Text extract =
□ □ □ □ □

Exploring Relationships Between Sales Indicators: A Correlation Matrix

Code
#https://www.geeksforgeeks.org/visualization-of-a-correlation-matrix-using-ggplot2-in-r/

sai %>%
  select(week, month, lag1, lag2, rolling_4wk_avg, best_seller, sold) %>%
  ggpairs(
    upper = list(continuous = wrap("cor", size = 5)),
    lower = list(continuous = "points"),
    diag = list(continuous = "densityDiag")
  ) +
  labs(caption = "Figure 4") +
  theme_art_nouveau()

figure 4. The correlation matrix reveals linear relationships between sets of variables. The data shows an expected high correlation between ‘Month’ and ‘Week’ (0.899), moderate correlation between the ‘Rolling 4-week Average’ and ‘Lag1’ (0.589), and a relatively low correlation between ‘Lag2’ and ‘Lag1’ (0.147). The absence of strong correlation between predictors is essential for avoiding multicollinearity, a factor that reduces model accuracy.





Splitting the Data

With the variables now set, it’s time to divide the data for training and testing the predictive model. In an ideal scenario, the previous year’s data would serve as a training ground, forming a foundation for model testing. However, due to the necessity of maintaining the temporal order, I segmented the data by inventory type, 75% into training and remaining 25% into testing.

□ □ □ □ □

Jobs =
• 1. Can you print the entries word for word, from their first line through the line containing "M175 306L166 296L142", with both ends included?
• 2. Can you proceed with the sales-indicator text, picking up after its last sentence?

Raw data =

□ □ □ □ □

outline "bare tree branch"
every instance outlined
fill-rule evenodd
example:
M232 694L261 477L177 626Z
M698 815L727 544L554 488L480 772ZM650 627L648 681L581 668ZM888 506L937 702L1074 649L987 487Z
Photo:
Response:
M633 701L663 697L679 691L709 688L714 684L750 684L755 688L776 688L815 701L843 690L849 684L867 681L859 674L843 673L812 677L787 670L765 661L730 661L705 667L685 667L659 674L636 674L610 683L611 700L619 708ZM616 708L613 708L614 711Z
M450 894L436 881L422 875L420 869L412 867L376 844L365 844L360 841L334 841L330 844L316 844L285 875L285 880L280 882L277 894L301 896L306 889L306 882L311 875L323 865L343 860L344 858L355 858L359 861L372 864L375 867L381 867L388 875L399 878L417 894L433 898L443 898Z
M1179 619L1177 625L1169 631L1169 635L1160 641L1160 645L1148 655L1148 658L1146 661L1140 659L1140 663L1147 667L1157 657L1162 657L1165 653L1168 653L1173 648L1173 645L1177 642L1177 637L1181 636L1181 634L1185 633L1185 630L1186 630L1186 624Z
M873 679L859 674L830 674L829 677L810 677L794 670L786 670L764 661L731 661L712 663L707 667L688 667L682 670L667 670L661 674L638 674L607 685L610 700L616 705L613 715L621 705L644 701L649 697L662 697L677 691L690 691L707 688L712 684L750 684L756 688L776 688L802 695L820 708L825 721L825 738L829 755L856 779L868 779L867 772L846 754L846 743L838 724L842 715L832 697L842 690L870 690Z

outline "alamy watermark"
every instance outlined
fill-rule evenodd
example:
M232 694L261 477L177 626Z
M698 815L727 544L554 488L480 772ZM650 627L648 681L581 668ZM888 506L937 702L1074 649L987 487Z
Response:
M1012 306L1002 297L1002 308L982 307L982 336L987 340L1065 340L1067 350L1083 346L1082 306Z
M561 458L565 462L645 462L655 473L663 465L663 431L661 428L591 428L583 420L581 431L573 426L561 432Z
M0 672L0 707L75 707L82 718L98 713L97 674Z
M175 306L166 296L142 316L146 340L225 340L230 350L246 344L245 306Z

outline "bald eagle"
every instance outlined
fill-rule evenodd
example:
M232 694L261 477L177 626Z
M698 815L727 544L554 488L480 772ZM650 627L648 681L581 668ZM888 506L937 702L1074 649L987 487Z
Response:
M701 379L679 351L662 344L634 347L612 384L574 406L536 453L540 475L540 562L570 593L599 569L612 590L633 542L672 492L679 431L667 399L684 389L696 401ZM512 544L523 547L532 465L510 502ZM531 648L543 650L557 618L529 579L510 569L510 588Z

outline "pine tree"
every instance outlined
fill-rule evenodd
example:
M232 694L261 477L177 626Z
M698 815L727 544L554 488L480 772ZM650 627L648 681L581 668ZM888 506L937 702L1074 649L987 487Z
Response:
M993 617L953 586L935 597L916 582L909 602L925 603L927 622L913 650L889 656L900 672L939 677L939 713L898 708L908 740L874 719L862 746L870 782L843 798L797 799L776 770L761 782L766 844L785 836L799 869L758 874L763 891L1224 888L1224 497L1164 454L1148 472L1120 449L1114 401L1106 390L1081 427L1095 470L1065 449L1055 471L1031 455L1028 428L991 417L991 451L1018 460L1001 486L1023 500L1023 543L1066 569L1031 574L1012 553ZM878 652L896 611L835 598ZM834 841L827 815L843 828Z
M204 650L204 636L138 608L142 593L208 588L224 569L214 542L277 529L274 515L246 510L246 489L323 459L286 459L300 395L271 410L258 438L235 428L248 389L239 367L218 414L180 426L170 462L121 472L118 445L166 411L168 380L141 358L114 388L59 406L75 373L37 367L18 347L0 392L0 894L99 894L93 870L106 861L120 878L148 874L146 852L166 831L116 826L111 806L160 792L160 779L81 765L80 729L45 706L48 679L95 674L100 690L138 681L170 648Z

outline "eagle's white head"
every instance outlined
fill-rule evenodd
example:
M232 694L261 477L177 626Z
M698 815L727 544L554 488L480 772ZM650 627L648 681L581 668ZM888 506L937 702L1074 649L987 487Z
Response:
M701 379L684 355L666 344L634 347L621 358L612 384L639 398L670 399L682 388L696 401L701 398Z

□ □ □ □ □

Results for each task =
• 1.
outline "bare tree branch"
every instance outlined
fill-rule evenodd
example:
M232 694L261 477L177 626Z
M698 815L727 544L554 488L480 772ZM650 627L648 681L581 668ZM888 506L937 702L1074 649L987 487Z
Photo:
Response:
M633 701L663 697L679 691L709 688L714 684L750 684L755 688L776 688L815 701L843 690L849 684L867 681L859 674L843 673L812 677L787 670L765 661L730 661L705 667L685 667L659 674L636 674L610 683L611 700L619 708ZM616 708L613 708L614 711Z
M450 894L436 881L422 875L420 869L412 867L376 844L365 844L360 841L334 841L330 844L316 844L285 875L285 880L280 882L277 894L301 896L306 889L306 882L311 875L323 865L343 860L344 858L355 858L359 861L372 864L375 867L381 867L388 875L399 878L417 894L433 898L443 898Z
M1179 619L1177 625L1169 631L1169 635L1160 641L1160 645L1148 655L1148 658L1146 661L1140 659L1140 663L1147 667L1157 657L1162 657L1165 653L1168 653L1173 648L1173 645L1177 642L1177 637L1181 636L1181 634L1185 633L1185 630L1186 630L1186 624Z
M873 679L859 674L830 674L829 677L810 677L794 670L786 670L764 661L731 661L712 663L707 667L688 667L682 670L667 670L661 674L638 674L607 685L610 700L616 705L613 715L621 705L644 701L649 697L662 697L677 691L690 691L707 688L712 684L750 684L756 688L776 688L802 695L820 708L825 721L825 738L829 755L856 779L868 779L867 772L846 754L846 743L838 724L842 715L832 697L842 690L870 690Z

outline "alamy watermark"
every instance outlined
fill-rule evenodd
example:
M232 694L261 477L177 626Z
M698 815L727 544L554 488L480 772ZM650 627L648 681L581 668ZM888 506L937 702L1074 649L987 487Z
Response:
M1012 306L1002 297L1002 308L982 307L982 336L987 340L1065 340L1067 350L1083 346L1082 306Z
M561 458L565 462L645 462L655 473L663 465L663 431L661 428L591 428L583 420L581 431L573 426L561 432Z
M0 672L0 707L75 707L82 718L98 713L97 674Z
M175 306L166 296L142 316L146 340L225 340L230 350L246 344L245 306Z

• 2.
Code
# create a list of all items to randomly select

# removing the NAs
sai <- sai %>%
  filter(!is.na(rolling_4wk_avg))

set.seed(1985)
items_sample_list <-  unique(sai$item_no) %>% 
  sample(366)
# 75% of the data


# splitting the inventory by item type to keep the temporal order

is_train <-  sai %>% 
  filter(item_no %in% items_sample_list) %>% 
  dplyr::select(
    item_no,
    week,
    month,
    lag1,
    lag2,
    rolling_4wk_avg,
    best_seller, 
    sold) #not sure why i had to include the dplyr package


is_test<-  sai %>% 
  filter(!(item_no %in% items_sample_list)) %>% 
  dplyr::select(
    item_no,
    week,
    month,
    lag1,
    lag2,
    rolling_4wk_avg,
    best_seller, 
    sold) #not sure why i had to include the dplyr package


## story telling purposes only
# https://r-graph-gallery.com/piechart-ggplot2.html
piecha <- data.frame(
  split = c("train", "test"),
  percentage = c(0.75, 0.25)
)

piecha <- piecha %>%
  arrange(desc(split)) %>%
  mutate(cumulative_percentage = cumsum(percentage) - percentage / 2,
         label = paste(split, ": ", scales::percent(percentage)))

# do you like fancy pie?
ggplot(piecha , aes(x="", y=percentage, fill=split, label = label)) +
  geom_bar(stat="identity", width=2, color="white", alpha=0.6) +
  coord_polar("y", start=0) +
  scale_fill_manual(values=c("#68576D", "#DF5875"), guide = "none") +
  theme_art_nouveau() +
  geom_text(aes(y = cumulative_percentage), color = "white", size = 7, face = "bold") +
  theme(axis.title = element_blank(),
        axis.text = element_blank()) +
  labs(title = "The Data Split",
              caption = "figure 5") +
  theme(plot.title = element_text(hjust = 0.5))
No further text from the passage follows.